### PROBLEMS AND TASKS
• A. In the text about orchestra contract changes during the pandemic, which orchestra is named as the exception to paying its musicians part of regular salary?
• B. Continue the text about the ICSOM COVID-19 spreadsheet from its last sentence.

### TEXT UNDER STUDY

When the Coronavirus Pandemic brought our industry to a sudden halt in March, it became clear that a series of contract-reopening negotiations were soon to follow. The scope of the financial losses experienced by our orchestras meant that many of these negotiations would likely be difficult. This difficulty was only compounded by the incredible uncertainty surrounding when we can begin fulfilling our mission.
Arguably one of the most important tools for any committee facing a tricky negotiation is information, typically provided by an ICSOM Delegate or the AFM Wagechart. Something similar would be helpful and necessary to assist our orchestras going forward, hence the governing board decided to create a document summarizing some of the most salient features of the various contract modifications. The result is the COVID-19 spreadsheet now posted on the ICSOM website. Many thanks to all of our wonderful ICSOM Delegates who sought out and provided all the information quickly and efficiently. We’ll do our best to keep the document current in the coming weeks and months (Note: See the spreadsheet here. Login required).
Looking over the spreadsheet, a few things become clear. First, as of this writing in late May, every orchestra, with the notable exception of the Met, is paying its musicians some substantial part of regular salary, and a little over half are still receiving full pay. Larger-budget orchestras and orchestras who are part of a larger performing-arts institution are trending towards steeper pay reductions than smaller-budget orchestras, generally in the range of 10–30% (with a few outliers). Only six orchestras reported that their cuts were implemented unilaterally by management, and about half of all orchestras have either already ratified a media side letter or are in the process of doing so.

### RECORDS PROVIDED
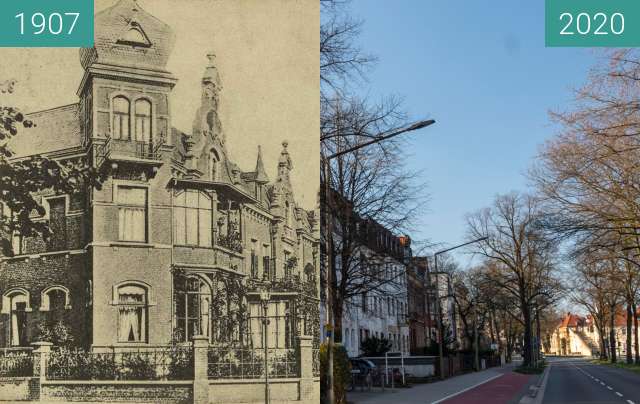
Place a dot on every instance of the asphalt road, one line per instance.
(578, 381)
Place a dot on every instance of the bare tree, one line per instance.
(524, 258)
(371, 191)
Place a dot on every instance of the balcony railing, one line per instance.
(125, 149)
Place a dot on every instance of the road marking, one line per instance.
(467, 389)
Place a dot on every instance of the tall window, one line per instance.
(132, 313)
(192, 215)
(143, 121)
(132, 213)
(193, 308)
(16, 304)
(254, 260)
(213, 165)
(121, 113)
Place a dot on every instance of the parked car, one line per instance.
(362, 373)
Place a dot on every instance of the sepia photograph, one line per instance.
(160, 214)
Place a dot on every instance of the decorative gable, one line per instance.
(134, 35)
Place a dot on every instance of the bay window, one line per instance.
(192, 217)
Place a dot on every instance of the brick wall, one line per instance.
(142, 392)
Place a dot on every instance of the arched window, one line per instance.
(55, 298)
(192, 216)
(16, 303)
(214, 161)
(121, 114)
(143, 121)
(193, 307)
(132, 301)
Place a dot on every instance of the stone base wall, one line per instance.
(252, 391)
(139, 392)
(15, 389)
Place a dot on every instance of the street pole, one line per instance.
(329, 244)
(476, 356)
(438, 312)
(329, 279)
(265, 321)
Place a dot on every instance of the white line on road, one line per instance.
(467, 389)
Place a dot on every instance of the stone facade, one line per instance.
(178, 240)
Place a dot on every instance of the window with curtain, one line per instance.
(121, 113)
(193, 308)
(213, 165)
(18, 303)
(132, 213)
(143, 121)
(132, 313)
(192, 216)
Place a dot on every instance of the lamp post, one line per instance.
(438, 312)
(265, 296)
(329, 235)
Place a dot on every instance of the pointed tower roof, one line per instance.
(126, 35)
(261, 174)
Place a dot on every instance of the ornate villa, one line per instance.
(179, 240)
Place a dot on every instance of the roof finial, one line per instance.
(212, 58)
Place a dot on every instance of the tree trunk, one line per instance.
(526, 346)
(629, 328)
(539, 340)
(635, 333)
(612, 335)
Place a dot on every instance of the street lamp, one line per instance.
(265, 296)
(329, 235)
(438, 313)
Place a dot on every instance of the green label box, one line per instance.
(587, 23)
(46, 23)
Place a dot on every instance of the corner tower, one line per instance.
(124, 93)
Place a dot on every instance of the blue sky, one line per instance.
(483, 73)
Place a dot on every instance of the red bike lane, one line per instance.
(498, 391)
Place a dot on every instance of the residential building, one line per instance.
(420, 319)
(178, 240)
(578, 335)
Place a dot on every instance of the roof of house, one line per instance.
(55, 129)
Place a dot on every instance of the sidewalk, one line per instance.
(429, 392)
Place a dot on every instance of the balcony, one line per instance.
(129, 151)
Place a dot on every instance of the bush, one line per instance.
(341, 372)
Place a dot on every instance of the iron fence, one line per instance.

### OUTPUTS FOR THE TASKS
• A. The Met.

• B.
Many orchestras that have avoided furloughs or deep pay cuts have done so in large part due to federal assistance, primarily in the form of forgivable loans under the Paycheck Protection Program. Within the next few weeks, that assistance will have run its course. It is certainly possible that sometime in June many orchestras could find themselves furloughed.
The most important takeaway from all this is that labor relations and prior economic conditions—good or bad—were not reliable indicators of the outcome of COVID-19 agreements. Most managers have avoided implementing cuts, something that may have come as a surprise to some orchestras. So, what does correlate with successful agreements? Clearly, it’s managers who work closely with their musicians.
What does this mean going forward? It’s safe to say a new round of negotiations will commence in the coming months. Workplace safety, media, work rules, and pay will certainly be on the table for discussion. I think it would be a mistake to focus on what our managers might ask for, and instead take the time to form a vision of where we want to go. Forming that vision means an honest evaluation of ourselves pre-pandemic, a clear picture of what we want to be in the world to come, and using that insight to inform the agreements we forge right now. In addition to our most pressing concerns around getting back to work, remember that our old problems like gender and diversity issues, hearing health, workload, and more will all survive this pandemic and continue to plague us for some time. In this time of rebuilding, how will the coming agreements fit into our vision, and can we find ways to rebuild something better than before?
Note the author is an ICSOM Member-at-Large and a member of the Utah Symphony.